- [Data entries]:
##########

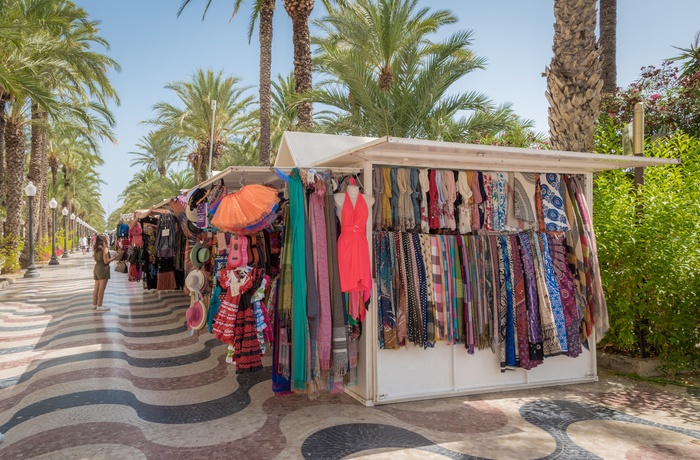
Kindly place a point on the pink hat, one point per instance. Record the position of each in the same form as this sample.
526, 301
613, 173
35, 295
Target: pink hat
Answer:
196, 315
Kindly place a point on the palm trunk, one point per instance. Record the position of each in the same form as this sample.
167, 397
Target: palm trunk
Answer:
45, 211
608, 44
267, 10
3, 122
14, 195
37, 166
299, 11
573, 77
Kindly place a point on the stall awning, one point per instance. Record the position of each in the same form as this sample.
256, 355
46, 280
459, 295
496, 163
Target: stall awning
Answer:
452, 155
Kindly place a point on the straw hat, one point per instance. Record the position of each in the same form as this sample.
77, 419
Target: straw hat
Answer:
195, 281
199, 255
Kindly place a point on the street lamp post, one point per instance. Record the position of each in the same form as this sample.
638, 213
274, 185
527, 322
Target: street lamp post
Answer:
72, 235
53, 204
31, 272
65, 233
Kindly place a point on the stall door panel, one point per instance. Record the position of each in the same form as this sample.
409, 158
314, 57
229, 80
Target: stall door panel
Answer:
482, 370
563, 368
411, 372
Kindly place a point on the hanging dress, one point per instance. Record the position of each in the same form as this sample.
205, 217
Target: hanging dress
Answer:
353, 248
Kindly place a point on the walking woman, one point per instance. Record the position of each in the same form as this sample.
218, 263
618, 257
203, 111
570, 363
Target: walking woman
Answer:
101, 272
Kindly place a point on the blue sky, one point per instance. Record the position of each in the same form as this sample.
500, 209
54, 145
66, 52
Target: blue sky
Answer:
155, 47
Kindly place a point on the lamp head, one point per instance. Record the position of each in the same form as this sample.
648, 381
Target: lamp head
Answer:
30, 189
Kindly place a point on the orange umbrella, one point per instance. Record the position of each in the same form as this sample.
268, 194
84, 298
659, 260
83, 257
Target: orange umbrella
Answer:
245, 208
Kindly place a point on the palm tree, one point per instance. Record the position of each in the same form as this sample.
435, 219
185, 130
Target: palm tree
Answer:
573, 77
299, 12
193, 123
263, 9
158, 151
387, 83
147, 188
15, 145
608, 44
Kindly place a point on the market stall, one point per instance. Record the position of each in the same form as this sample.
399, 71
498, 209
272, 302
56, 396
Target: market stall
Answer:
437, 357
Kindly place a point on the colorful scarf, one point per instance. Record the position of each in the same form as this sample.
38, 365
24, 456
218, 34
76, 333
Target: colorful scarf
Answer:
300, 330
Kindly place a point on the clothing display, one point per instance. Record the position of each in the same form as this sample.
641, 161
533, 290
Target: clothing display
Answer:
525, 295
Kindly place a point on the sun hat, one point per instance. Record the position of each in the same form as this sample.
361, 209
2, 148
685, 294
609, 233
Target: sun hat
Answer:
199, 255
196, 315
195, 281
245, 208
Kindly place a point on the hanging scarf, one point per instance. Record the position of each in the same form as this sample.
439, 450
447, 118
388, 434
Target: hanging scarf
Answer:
386, 199
568, 293
401, 295
415, 197
524, 186
552, 203
551, 345
430, 289
602, 323
386, 313
283, 323
339, 356
424, 205
395, 197
531, 298
300, 328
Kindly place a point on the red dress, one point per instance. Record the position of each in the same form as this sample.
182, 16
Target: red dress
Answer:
353, 248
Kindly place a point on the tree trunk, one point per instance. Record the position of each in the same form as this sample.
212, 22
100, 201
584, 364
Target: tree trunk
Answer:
299, 11
267, 10
3, 122
37, 167
608, 44
14, 143
573, 77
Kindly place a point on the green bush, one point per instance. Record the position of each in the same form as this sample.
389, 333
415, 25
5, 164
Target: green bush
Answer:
10, 249
649, 249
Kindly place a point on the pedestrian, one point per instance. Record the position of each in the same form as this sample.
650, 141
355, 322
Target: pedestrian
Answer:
83, 244
101, 272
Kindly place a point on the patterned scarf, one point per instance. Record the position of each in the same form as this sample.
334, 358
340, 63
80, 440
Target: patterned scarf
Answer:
552, 203
535, 336
318, 237
378, 188
599, 304
568, 293
430, 290
550, 341
401, 296
285, 302
386, 199
300, 330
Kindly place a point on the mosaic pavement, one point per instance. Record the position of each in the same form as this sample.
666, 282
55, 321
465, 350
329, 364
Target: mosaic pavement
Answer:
133, 384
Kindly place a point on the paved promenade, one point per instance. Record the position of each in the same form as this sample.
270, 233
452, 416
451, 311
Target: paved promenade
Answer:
133, 384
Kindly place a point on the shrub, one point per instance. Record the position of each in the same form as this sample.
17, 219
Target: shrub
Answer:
10, 250
649, 249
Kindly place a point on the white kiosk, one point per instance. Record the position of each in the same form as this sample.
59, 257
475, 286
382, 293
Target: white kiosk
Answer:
447, 370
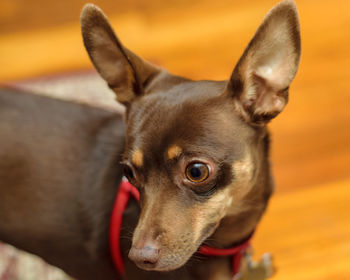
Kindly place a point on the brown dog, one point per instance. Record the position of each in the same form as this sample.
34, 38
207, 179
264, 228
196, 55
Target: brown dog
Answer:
196, 150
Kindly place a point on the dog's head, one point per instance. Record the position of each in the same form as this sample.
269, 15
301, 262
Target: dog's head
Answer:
193, 148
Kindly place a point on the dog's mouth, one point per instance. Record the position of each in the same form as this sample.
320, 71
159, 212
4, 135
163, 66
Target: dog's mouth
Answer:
163, 262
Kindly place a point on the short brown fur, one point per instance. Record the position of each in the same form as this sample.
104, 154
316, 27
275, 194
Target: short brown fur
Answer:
172, 123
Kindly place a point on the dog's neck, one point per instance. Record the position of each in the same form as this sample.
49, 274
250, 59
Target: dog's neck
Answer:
237, 227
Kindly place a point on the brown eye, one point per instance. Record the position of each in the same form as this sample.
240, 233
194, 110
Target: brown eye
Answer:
197, 172
128, 173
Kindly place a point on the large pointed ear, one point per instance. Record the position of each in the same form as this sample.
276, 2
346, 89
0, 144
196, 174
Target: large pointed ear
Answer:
126, 73
260, 81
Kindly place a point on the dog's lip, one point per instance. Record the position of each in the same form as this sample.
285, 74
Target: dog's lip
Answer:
159, 267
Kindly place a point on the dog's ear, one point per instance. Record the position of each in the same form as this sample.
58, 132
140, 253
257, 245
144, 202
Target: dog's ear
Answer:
125, 72
260, 81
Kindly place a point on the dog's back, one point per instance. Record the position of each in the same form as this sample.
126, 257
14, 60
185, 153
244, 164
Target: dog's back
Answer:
53, 180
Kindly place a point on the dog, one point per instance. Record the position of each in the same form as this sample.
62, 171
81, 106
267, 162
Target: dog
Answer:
197, 152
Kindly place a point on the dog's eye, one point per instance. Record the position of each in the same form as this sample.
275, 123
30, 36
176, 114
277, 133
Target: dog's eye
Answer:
128, 173
197, 172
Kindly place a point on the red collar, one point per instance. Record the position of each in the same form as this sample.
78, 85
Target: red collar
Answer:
121, 201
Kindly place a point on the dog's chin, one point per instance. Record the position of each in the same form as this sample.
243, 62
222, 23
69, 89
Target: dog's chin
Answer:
164, 264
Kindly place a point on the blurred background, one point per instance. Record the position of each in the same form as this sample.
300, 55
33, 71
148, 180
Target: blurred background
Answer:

##########

- [Directions]:
Copy exactly the lines of the listing above, beginning at the line with "Kindly place a point on the dog's lip, one" and ending at its final line; write out nothing else.

- [Final answer]:
Kindly place a point on the dog's lip, one point per instance. Record the position of each in the same form as this sample.
285, 74
Target: dog's lip
Answer:
159, 267
Kindly place a point on the dog's ear, one point per instance. Record the position of each in the same form as this sample.
58, 132
140, 253
257, 245
144, 202
Target: dog's ear
Answer:
125, 72
260, 81
Kindly place a point on the dog's back, one point per instance. Record the position of each in the same form as this sample.
126, 257
14, 60
185, 153
244, 164
Target: dog's back
Answer:
53, 180
Kindly place a point on the dog, one point per instance. Record the position of each in the same form as this sample.
62, 171
81, 106
267, 162
Target: dog
Answer:
197, 152
Kindly place a point on the dog's eye, one point per instance. Record the position of each in the same form as this sample.
275, 123
30, 36
176, 114
277, 133
Target: dog's eye
Answer:
128, 173
197, 172
Kindly place a point on the red collar, one point per instance. Record the position of each in the same form as this sample.
78, 85
Target: red collar
Answer:
121, 201
Kindly place a point on the dog's chin, one point per instance. Record the position of each in the same form as this sample.
243, 62
222, 23
69, 89
Target: dog's chin
Answer:
164, 264
Kindly place a point on the blurred background, one point per instance. Record the position of each in the same form as this sample.
300, 55
33, 71
148, 180
Target: blurred background
Answer:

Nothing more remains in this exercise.